▶ PROMPT A: Reproduce the two labeling records that come after the stock market article below word for word, leaving out the pictures.

▶ DOCUMENT SEGMENT:

* * * * *

Dow Jones Explodes as Biggest Rally in Eight Months Sends Ticker Through the Ceiling
Are you tired of winning yet?
Look no further than the stock market to see how the economic policies put in place by President Donald Trump are benefiting American workers and employers.
The Dow Jones Industrial Average surged more than 600 points Wednesday following remarks from Federal Reserve Chairman Jerome Powell suggesting a possible pause in interest rate hikes next year.
The comments are in contrast to early last month, when Powell suggested more increases in interest rates were needed. Those comments sent the stock market from its all-time high in early October into a month-long downturn in which the Dow shed roughly 4,000 points amid fears that rising interest rates would slow the economy.
But during a speech Wednesday at the Economic Club of New York, Powell said benchmark interest rates are now close to neutral, suggesting that a significant increase in rates is no longer necessary to prevent the economy from overheating.
“Interest rates are still low by historical standards, and they remain just below the broad range of estimates of the level that would be neutral for the economy — that is, neither speeding up nor slowing down growth,” Powell said.

* * * * *

▶ PROMPT B: According to the stock market article, by how much did the Dow Jones Industrial Average surge on Wednesday?

* * * * *

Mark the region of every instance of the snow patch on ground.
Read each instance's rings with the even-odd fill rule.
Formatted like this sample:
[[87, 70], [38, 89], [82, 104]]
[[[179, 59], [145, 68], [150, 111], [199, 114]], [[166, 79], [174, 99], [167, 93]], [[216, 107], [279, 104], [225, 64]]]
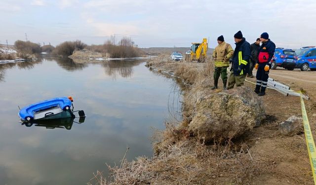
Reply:
[[6, 63], [14, 63], [16, 62], [23, 62], [26, 61], [29, 61], [29, 59], [16, 59], [16, 60], [0, 60], [0, 64], [6, 64]]
[[0, 52], [5, 54], [16, 53], [15, 50], [8, 47], [0, 47]]

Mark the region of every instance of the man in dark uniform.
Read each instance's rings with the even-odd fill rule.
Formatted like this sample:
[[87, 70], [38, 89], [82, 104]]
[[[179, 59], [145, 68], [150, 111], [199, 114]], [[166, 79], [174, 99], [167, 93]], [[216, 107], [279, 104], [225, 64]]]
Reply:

* * * * *

▶ EXPECTED ANSWER A:
Mark the region of every instance of the snow patch on ground.
Read each instance's rings with the even-odd fill rule.
Formatted like this sample:
[[87, 70], [38, 89], [82, 104]]
[[[179, 59], [145, 68], [150, 111], [199, 114]], [[166, 79], [174, 99], [167, 93]], [[216, 107], [279, 104], [225, 64]]]
Reply:
[[6, 63], [14, 63], [16, 62], [23, 62], [26, 61], [29, 61], [29, 59], [16, 59], [16, 60], [0, 60], [0, 64], [6, 64]]
[[0, 52], [5, 54], [16, 53], [15, 50], [8, 47], [0, 47]]

Mark the region of every instance of the man in dark uniform.
Read each instance's rings with the even-odd fill rule.
Formatted like this sample:
[[87, 70], [38, 89], [82, 104]]
[[[179, 59], [145, 68], [150, 111], [199, 114]], [[166, 79], [174, 99], [167, 93]], [[216, 107], [279, 104], [225, 64]]]
Reply:

▶ EXPECTED ANSWER B: More than 600 points.